D'après le texte source ci-dessous, sur quel point London se trompe-t-il ?

Texte source =
════════════════════

London ne se trompe que sur la date, en anticipant de quelques décennies sur le cours des choses. On comprend d’ailleurs pourquoi avec le recul, car il ne pouvait soupçonner l’épisode maoïste, avec les quelque trente ans et les dizaines de millions de morts qui s’y sont engloutis… Sur le long terme en revanche, il voit juste et loin. Mieux encore, il explique d’emblée sur quoi se fonde son pronostic. Il insiste dès les toutes premières lignes sur un autre fait décisif, celui-là passé relativement inaperçu jusqu’à nos jours, caché dans son évidence même : savoir, que ce glissement relève du prolongement davantage que de la rupture.

Dans son texte comme dans la réalité historique qui a suivi, les pays d’Extrême-Orient se sont en effet contentés pour l’essentiel de marcher dans les pas de l’Occident et de retourner contre lui les armes qu’il avait forgées pour asseoir sa domination. C’est la réplique d’une même secousse, qui a continué à se répandre d’un continent à l’autre avec permutation des positions. Il y a eu exportation et amplification de l’existant, bien plus que création d’une forme nouvelle. Contrairement à l’orée des temps modernes en Europe, il ne s’est pas produit en Asie de révolution technique ou politique sui generis pour justifier ce retournement.
Peu importe à cet égard que l’on mette l’accent comme Tocqueville sur l’égalité des conditions, comme Weber sur le désenchantement du monde, ou comme Marx sur le capitalisme et la concurrence qu’il déchaîne… On peut se dispenser de trancher la question du premier moteur à ce niveau. Dans tous les cas, il demeure que « quelque chose » est apparu de radicalement neuf en Europe, qui a changé pour le meilleur ou pour le pire la face du globe. Quelles que soient les mutations que l’on prend en considération, c’est toujours en Occident qu’elles sont survenues ; et jusqu’au dernier quart du vingtième siècle, à la notable exception du Japon, c’est uniquement à des nations occidentales qu’elles ont profité pour accroître leur influence.

London pose simplement qu’à un certain moment, ces mêmes structures ont commencé à se dépayser en Asie, et que pour des raisons qui restent à éclaircir, c’est sur ce sol qu’elles vont s’apprêter à prendre une ampleur jamais vue. L’élève ne va pas tarder à rattraper, puis à dépasser le maître. D’où sa question, qui n’a rien perdu de son actualité : comment expliquer le succès d’une greffe à ce point étrangère, à tous les sens du terme ?

════════════════════

Lignes fournies =
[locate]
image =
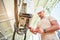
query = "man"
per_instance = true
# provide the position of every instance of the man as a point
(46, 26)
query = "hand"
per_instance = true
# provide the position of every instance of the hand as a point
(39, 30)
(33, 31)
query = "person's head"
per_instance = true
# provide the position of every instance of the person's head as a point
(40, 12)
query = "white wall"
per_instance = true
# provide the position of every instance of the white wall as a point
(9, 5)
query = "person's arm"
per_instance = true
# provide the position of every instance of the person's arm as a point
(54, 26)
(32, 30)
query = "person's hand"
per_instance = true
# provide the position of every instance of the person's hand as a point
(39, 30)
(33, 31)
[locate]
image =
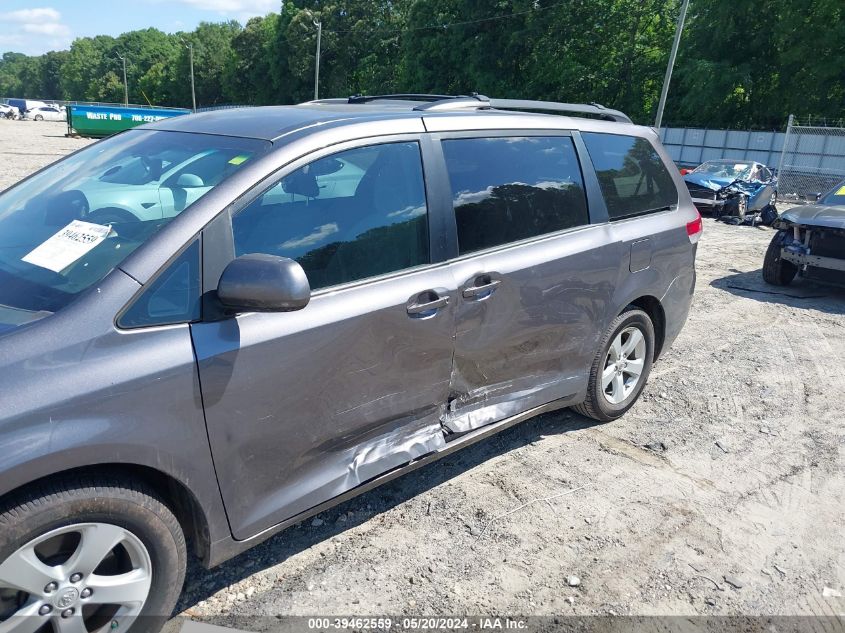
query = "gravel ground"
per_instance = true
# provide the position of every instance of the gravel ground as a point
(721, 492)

════════════════════

Réponse attendue =
Sur la date : il anticipe de quelques décennies sur le cours des choses.